Render the material below as a Markdown table with the columns "Row" and "Content," giving each nonblank line its own numbered row and omitting the pictures.

+++

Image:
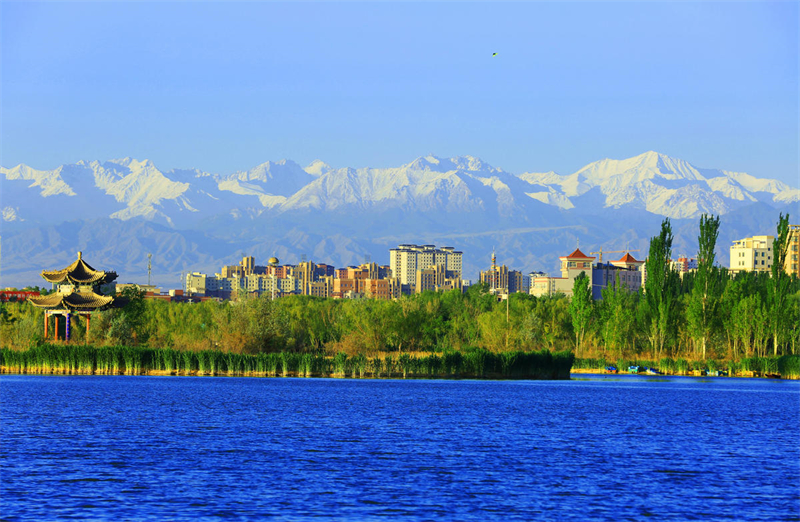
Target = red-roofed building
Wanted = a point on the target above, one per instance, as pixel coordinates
(571, 267)
(627, 271)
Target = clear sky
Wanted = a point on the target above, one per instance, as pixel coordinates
(225, 87)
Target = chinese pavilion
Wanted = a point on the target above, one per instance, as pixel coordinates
(76, 294)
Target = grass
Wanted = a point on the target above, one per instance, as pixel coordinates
(114, 360)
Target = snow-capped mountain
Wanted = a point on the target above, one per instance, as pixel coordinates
(127, 188)
(191, 219)
(666, 186)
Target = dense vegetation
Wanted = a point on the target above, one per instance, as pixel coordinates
(130, 360)
(707, 315)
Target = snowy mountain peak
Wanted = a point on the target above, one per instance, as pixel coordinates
(462, 163)
(318, 168)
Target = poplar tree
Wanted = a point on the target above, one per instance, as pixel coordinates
(778, 285)
(580, 308)
(661, 286)
(705, 292)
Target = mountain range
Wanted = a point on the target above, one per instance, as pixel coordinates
(119, 210)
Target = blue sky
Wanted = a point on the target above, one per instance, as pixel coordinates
(224, 87)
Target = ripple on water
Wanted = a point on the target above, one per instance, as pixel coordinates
(100, 448)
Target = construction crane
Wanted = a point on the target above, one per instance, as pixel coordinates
(600, 253)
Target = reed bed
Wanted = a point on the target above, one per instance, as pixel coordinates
(127, 360)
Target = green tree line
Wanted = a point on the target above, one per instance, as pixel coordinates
(705, 314)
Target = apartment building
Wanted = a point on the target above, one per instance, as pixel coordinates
(437, 278)
(792, 264)
(752, 254)
(406, 260)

+++

# RESULT OF THIS EXERCISE
| Row | Content |
|---|---|
| 1 | Image: |
| 2 | Target = red-roofed building |
| 3 | Wanted = a point on the target above, one per instance, as pixel coordinates |
| 4 | (571, 267) |
| 5 | (627, 271) |
| 6 | Target = clear sky |
| 7 | Wanted = a point on the target above, one per instance, as pixel coordinates |
| 8 | (225, 87) |
| 9 | Target = chinese pavilion |
| 10 | Wanted = a point on the target above, one per instance, as pixel coordinates |
| 11 | (76, 294) |
| 12 | Target = grass |
| 13 | Wanted = a point on the target above, one per instance, as pixel coordinates |
| 14 | (114, 360) |
| 15 | Target = snow-capped mountain |
| 16 | Wanted = a point on the target above, one per instance, as pixel coordinates |
| 17 | (127, 188) |
| 18 | (191, 219) |
| 19 | (666, 186) |
| 20 | Target = dense vegetation |
| 21 | Wanted = a point on the target above, one per instance, as pixel coordinates |
| 22 | (130, 360) |
| 23 | (707, 315) |
| 24 | Target = snowy mountain peak |
| 25 | Wanted = a point on the target above, one per instance, as pixel coordinates |
| 26 | (462, 163) |
| 27 | (318, 168) |
| 28 | Target = poplar tree |
| 29 | Wanted = a point on the target above, one per instance, as pixel coordinates |
| 30 | (778, 285) |
| 31 | (580, 308) |
| 32 | (661, 286) |
| 33 | (705, 292) |
| 34 | Target = mountain range |
| 35 | Wanted = a point on the target above, one per instance, as pixel coordinates |
| 36 | (119, 210) |
| 37 | Target = blue sky |
| 38 | Wanted = a point on the target above, one per instance, as pixel coordinates |
| 39 | (224, 87) |
| 40 | Target = ripple on water |
| 41 | Wanted = a point on the target above, one per instance, as pixel coordinates |
| 42 | (100, 448) |
| 43 | Target = construction crane |
| 44 | Wanted = a point on the target above, one per instance, as pixel coordinates |
| 45 | (600, 253) |
| 46 | Target = reed bed |
| 47 | Wanted = a point on the target above, one per instance, as pixel coordinates |
| 48 | (127, 360) |
| 49 | Target = green tree line |
| 50 | Wanted = a point on the target above, one per instance, as pixel coordinates |
| 51 | (705, 314) |
| 52 | Target = apartment building |
| 53 | Wanted = a point on the target above, one per instance, as pixel coordinates |
| 54 | (437, 278) |
| 55 | (792, 264) |
| 56 | (752, 254) |
| 57 | (406, 260) |